• **Text section**
════

Skip to content

Clemspace/Candide

Repository files navigation

Candide: Transparent Transformer Training

"Il faut cultiver notre jardin" — Voltaire, Candide

A research framework for training efficient transformer language models with mathematical rigor and transparency. Named after Voltaire's philosophical novel, Candide embodies honest, straightforward approaches to model architecture and training.

Developed by the ModERN team (Sorbonne Université, ENS, SCAI) led by Glenn Roe.

Python 3.8+ PyTorch 2.0+ License: MIT


What is Candide?

Candide is a research-focused transformer framework that prioritizes:

  • Transparency: Every architectural choice is documented and justified
  • Efficiency: Structured sparsity via Ramanujan graphs, modern attention mechanisms
  • Reproducibility: Deterministic training with detailed configs
  • Education: Clean, commented code for understanding transformer internals

Unlike production frameworks that hide complexity, Candide exposes it. We believe researchers should understand why architectural choices work, not just how to use them.

Target audience:

  • Researchers exploring novel architectures
  • Students learning transformer internals
  • Engineers prototyping efficient models on limited compute

Key Features

Architecture

  • Grouped Query Attention (GQA): 50-75% KV cache reduction
  • RoPE embeddings: Complex number formulation (30-40% faster than sin/cos)
  • Sliding window attention: O(n·window) for long contexts
  • SwiGLU feedforward: Better than ReLU/GELU activations
  • RMSNorm: More efficient than LayerNorm

Novel Techniques

  • Ramanujan graph sparsity: Number theory-based structured pruning (80-90% sparsity)
  • Semantic entropy loss: Uncertainty-aware training
  • WSD scheduler: Warmup-Stable-Decay (3-5% better than cosine)

Practical Features

  • Multiple optimizers (AdamW, Muon, AdEMAMix)
  • Mixed precision training (FP16/BF16)
  • Gradient checkpointing for memory efficiency
  • Multi-GPU support (DDP ready)
  • Weights & Biases integration

Installation

Requirements

  • Python 3.8+
  • PyTorch 2.0+ with CUDA 11.8+
  • 8GB+ GPU RAM (for tiny-test config)

════

• **Things to do**
1. From the Candide overview, extract the passage starting with "Repository files navigation" and going on through "architecture and training.".
2. What reduction in KV cache does the Candide overview attribute to Grouped Query Attention?

[Coordinate annotation entries]
════

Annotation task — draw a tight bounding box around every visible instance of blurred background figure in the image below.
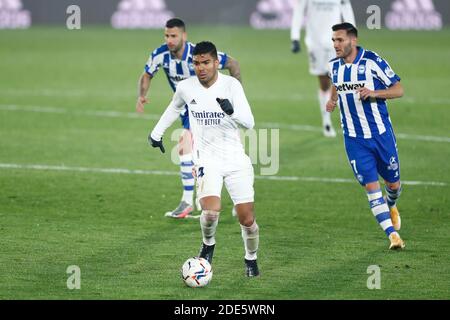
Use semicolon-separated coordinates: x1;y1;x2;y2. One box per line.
291;0;355;137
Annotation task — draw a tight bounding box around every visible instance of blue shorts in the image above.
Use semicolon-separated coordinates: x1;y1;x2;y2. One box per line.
180;105;190;130
344;129;400;186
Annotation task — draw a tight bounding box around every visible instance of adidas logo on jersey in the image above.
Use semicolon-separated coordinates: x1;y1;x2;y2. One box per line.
385;0;442;30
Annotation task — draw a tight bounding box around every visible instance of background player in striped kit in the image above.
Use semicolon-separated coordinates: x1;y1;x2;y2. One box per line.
136;18;241;218
291;0;355;137
327;23;405;249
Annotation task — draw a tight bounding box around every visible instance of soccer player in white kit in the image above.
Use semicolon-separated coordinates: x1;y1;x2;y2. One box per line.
136;18;241;218
291;0;355;137
149;41;259;277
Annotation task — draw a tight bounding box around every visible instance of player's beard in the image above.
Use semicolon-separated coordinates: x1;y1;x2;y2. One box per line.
197;70;217;88
169;41;183;56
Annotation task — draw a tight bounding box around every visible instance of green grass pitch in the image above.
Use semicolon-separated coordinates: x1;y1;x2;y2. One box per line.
0;26;450;299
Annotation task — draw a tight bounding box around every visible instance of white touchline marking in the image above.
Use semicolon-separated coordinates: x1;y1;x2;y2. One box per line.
0;163;448;187
0;88;450;105
0;104;450;143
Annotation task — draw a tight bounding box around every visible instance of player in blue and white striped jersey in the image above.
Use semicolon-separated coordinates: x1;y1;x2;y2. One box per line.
136;18;241;218
327;23;405;249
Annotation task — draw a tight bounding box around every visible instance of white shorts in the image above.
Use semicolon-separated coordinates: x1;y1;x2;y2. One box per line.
308;47;336;76
195;156;255;205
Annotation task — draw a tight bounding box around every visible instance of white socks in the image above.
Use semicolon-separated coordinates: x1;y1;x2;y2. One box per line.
200;210;219;246
241;221;259;260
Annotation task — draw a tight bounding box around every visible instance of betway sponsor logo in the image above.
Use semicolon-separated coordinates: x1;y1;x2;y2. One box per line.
335;83;365;92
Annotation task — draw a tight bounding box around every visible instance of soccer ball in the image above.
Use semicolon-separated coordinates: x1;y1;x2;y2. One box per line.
181;257;212;288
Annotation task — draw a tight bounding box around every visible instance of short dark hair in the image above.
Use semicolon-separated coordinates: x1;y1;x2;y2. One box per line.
166;18;186;31
192;41;217;60
331;22;358;38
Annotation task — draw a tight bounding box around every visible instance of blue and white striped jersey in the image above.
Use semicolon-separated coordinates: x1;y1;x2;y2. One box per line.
145;42;228;91
329;47;400;139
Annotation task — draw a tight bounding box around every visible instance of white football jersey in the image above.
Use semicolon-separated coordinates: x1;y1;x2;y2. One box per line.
291;0;355;48
151;72;254;164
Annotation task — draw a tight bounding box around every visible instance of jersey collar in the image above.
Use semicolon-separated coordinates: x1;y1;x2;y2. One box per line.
341;46;366;66
181;41;191;60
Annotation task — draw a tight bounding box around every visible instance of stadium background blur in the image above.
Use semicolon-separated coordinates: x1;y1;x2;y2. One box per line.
0;0;450;299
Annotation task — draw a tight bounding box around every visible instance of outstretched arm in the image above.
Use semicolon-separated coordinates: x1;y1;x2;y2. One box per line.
291;0;306;45
150;88;185;141
225;56;242;82
357;81;404;100
136;72;152;113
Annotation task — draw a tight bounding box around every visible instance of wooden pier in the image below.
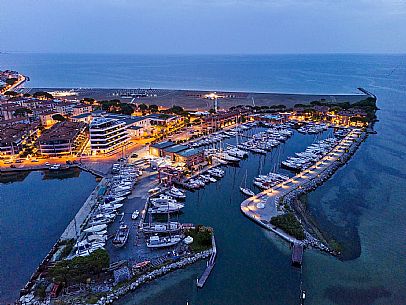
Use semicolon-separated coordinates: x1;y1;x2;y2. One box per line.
196;236;217;288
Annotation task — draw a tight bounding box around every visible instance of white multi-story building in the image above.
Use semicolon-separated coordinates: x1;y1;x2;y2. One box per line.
89;117;130;155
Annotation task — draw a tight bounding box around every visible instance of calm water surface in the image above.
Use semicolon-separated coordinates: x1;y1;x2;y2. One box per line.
0;54;406;305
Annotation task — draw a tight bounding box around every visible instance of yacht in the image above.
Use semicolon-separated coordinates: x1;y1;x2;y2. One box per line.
165;186;186;199
240;187;255;197
131;210;140;220
113;224;130;248
147;235;181;248
142;222;181;233
83;224;107;232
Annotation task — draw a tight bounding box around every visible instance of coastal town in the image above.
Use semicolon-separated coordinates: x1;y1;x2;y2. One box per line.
0;70;377;304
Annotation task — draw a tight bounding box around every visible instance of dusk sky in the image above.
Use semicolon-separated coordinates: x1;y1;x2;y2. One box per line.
0;0;406;54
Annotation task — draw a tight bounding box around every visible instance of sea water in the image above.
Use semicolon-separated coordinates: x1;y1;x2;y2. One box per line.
0;54;406;305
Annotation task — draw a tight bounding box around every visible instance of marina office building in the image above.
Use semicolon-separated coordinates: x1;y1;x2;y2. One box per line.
89;113;151;155
89;117;130;155
37;121;87;156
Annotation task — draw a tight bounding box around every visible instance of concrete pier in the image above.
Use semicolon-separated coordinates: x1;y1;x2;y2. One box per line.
196;236;217;288
60;178;107;240
241;129;363;244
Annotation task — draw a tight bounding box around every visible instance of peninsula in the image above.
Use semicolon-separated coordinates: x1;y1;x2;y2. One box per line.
0;71;377;304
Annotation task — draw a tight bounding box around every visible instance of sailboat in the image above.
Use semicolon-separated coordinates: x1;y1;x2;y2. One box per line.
240;170;255;197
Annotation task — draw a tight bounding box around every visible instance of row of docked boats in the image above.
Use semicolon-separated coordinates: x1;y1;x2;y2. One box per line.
189;122;256;148
75;164;142;256
297;123;328;134
253;172;289;190
185;167;224;190
237;125;293;154
281;138;338;172
145;186;186;248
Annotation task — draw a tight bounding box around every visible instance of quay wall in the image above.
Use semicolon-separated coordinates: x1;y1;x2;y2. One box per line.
241;128;367;249
60;178;107;240
20;178;106;296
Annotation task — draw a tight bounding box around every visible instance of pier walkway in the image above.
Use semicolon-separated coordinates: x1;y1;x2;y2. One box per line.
60;178;107;240
196;236;217;288
241;129;362;244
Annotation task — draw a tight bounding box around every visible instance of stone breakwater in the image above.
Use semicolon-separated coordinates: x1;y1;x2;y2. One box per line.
20;249;212;305
282;132;367;255
96;250;212;305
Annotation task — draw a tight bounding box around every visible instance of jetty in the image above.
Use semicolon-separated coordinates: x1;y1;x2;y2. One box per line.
196;235;217;288
0;163;106;178
241;129;365;244
292;243;304;266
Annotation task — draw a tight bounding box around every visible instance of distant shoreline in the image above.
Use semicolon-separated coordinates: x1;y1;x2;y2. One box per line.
23;87;368;110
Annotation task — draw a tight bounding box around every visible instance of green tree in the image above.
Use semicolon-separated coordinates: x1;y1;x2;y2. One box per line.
14;107;32;117
81;97;96;105
32;91;54;100
148;105;158;113
169;105;184;115
48;249;110;284
6;77;18;86
52;113;66;122
138;103;148;112
4;90;18;96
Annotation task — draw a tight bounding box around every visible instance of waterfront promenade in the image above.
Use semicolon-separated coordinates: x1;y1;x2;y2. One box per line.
241;129;362;243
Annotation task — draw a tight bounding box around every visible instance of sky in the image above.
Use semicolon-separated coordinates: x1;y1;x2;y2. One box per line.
0;0;406;54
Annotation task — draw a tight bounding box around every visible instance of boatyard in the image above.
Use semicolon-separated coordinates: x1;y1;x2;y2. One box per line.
16;114;372;304
0;69;376;305
241;129;365;253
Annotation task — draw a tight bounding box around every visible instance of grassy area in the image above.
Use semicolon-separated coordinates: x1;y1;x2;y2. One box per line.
271;213;305;240
48;249;110;284
185;225;213;252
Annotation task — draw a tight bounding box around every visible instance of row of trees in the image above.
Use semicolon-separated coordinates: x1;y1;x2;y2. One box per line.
48;249;110;285
271;213;305;240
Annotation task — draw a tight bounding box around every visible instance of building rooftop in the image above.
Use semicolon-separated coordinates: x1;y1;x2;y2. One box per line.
164;144;189;153
38;121;86;142
72;112;92;119
151;141;175;149
178;148;201;157
146;113;176;121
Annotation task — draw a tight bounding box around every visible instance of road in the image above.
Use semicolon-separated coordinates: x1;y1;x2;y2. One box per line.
241;129;361;242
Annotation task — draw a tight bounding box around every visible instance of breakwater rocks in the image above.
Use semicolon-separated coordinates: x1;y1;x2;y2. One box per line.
282;132;367;255
96;250;212;305
18;249;213;305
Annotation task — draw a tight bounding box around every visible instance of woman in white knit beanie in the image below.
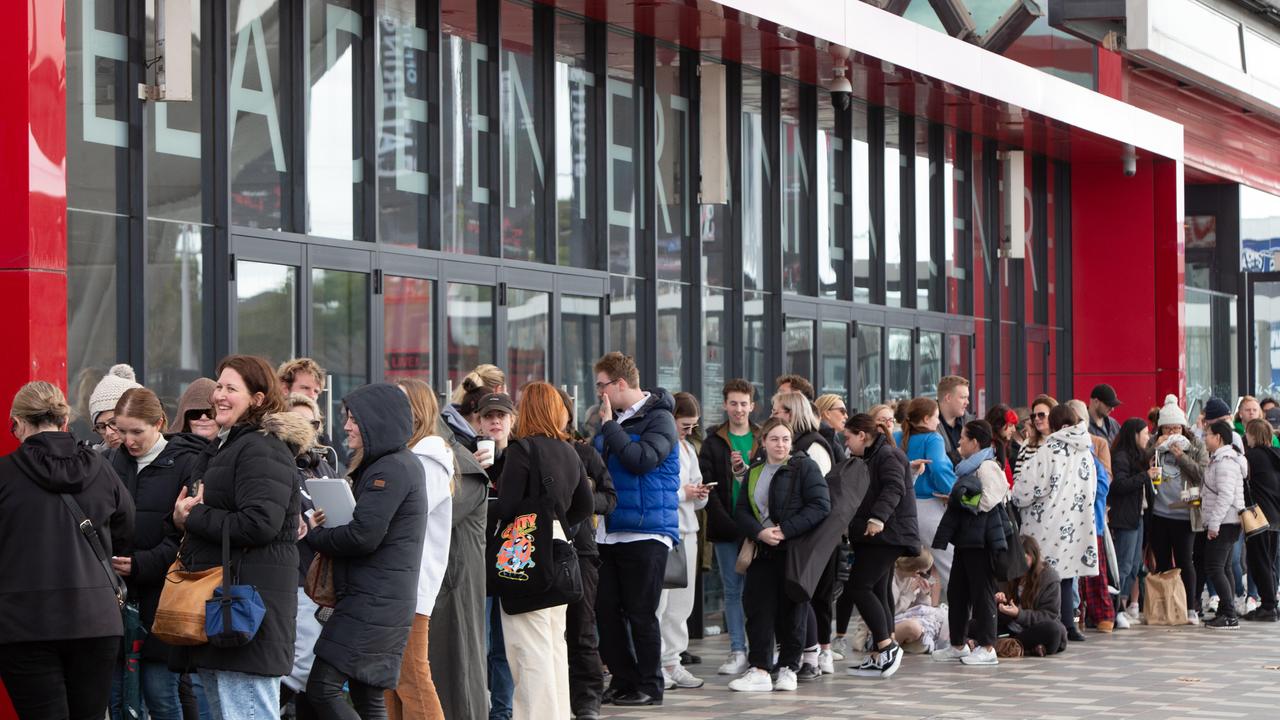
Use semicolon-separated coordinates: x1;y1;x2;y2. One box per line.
88;363;142;450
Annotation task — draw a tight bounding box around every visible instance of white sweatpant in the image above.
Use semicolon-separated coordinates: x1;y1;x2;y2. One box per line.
658;533;698;667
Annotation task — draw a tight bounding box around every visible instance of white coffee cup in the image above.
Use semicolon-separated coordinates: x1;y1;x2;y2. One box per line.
476;439;498;468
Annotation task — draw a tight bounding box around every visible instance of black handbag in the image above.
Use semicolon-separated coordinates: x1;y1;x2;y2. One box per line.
485;439;582;615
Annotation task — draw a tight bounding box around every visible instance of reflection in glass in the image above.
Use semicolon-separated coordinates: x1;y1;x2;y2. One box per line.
886;328;924;400
142;222;205;418
383;275;431;383
858;323;884;410
559;295;604;428
658;282;689;392
554;14;600;270
654;44;692;281
444;283;497;387
234;260;298;365
506;288;550;398
498;1;545;260
228;0;289;229
67;210;128;442
818;320;849;394
701;287;730;428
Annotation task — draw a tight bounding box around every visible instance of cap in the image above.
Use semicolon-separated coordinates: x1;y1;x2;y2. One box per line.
1089;383;1121;407
476;392;516;418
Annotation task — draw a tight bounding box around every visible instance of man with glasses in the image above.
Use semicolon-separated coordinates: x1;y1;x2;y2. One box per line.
593;352;680;706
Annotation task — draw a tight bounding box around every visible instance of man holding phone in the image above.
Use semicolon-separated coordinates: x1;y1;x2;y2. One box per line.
698;378;759;675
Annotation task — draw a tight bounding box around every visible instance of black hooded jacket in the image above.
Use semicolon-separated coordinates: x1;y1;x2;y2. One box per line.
306;383;426;688
0;432;133;643
111;433;209;662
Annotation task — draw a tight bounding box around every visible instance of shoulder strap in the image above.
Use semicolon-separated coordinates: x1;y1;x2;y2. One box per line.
58;492;128;607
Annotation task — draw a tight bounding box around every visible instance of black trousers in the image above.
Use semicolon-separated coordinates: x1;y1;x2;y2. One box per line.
564;555;604;715
1204;523;1239;618
1147;515;1199;610
0;635;120;720
595;539;671;698
742;543;809;670
947;548;996;647
307;657;387;720
1244;530;1280;610
845;544;902;644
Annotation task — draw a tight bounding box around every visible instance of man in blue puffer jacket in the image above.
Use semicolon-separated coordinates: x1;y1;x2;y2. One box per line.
594;352;680;706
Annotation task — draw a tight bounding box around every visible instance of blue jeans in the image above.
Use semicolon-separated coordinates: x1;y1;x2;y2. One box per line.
484;597;516;720
1111;520;1142;599
200;670;280;720
713;542;746;652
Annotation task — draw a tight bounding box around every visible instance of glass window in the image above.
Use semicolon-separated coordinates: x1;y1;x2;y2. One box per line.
556;13;600;269
886;328;913;400
658;282;689;392
498;1;545;260
311;268;369;457
742;291;777;420
778;81;808;295
818;320;849;397
884;109;906;304
444;283;497;387
740;68;769;290
915;332;942;397
307;0;365;240
65;0;128;212
236;260;298;365
506;288;552;397
440;0;497;254
383;275;434;383
67;210;128;442
604;31;645;275
146;0;205;222
559;295;604;428
228;0;289;229
700;287;730;427
606;275;643;356
374;0;433;247
654;42;695;280
858;323;884;410
143;222;206;418
850;102;877;302
782;318;817;379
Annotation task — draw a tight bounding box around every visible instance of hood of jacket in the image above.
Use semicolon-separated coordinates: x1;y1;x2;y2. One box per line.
342;383;413;465
1048;420;1093;452
13;432;95;495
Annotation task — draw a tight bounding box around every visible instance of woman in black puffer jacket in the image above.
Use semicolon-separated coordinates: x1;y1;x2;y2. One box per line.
306;383;426;719
173;355;300;720
845;413;920;678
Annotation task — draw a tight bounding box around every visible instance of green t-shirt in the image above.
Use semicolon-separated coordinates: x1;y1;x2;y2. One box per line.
726;430;755;514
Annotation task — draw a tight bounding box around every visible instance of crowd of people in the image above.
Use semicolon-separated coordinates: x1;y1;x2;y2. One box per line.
0;352;1280;720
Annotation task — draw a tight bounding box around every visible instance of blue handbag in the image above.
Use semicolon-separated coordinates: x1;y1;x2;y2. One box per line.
205;515;266;647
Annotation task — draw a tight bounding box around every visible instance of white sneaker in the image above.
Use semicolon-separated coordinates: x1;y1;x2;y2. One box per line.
728;667;768;693
960;647;1000;665
716;651;750;675
662;665;703;691
818;650;836;675
933;646;969;662
773;666;796;692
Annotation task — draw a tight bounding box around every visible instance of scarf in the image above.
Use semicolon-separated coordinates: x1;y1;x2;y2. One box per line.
956;447;996;478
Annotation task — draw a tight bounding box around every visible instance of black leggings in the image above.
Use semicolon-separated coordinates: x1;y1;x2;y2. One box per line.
1148;515;1199;610
307;657;387;720
845;544;902;646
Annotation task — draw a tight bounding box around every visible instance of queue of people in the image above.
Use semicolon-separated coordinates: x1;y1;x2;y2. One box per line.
0;352;1280;720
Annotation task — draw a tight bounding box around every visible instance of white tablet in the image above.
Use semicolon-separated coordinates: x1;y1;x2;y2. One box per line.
307;478;356;528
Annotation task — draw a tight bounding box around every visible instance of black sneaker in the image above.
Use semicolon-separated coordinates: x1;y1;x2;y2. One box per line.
1204;615;1240;630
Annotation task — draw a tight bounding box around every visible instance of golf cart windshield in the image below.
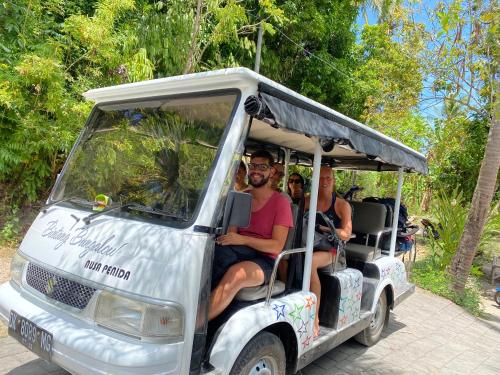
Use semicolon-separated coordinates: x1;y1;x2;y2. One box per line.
52;91;237;225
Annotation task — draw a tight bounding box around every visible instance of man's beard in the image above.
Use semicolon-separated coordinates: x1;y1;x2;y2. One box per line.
248;177;269;187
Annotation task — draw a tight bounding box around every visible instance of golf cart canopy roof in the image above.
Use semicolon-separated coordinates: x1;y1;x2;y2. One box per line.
84;68;427;174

════

• **Answers per task**
1.
Repository files navigation

Candide: Transparent Transformer Training

"Il faut cultiver notre jardin" — Voltaire, Candide

A research framework for training efficient transformer language models with mathematical rigor and transparency. Named after Voltaire's philosophical novel, Candide embodies honest, straightforward approaches to model architecture and training.

2. A 50-75% reduction.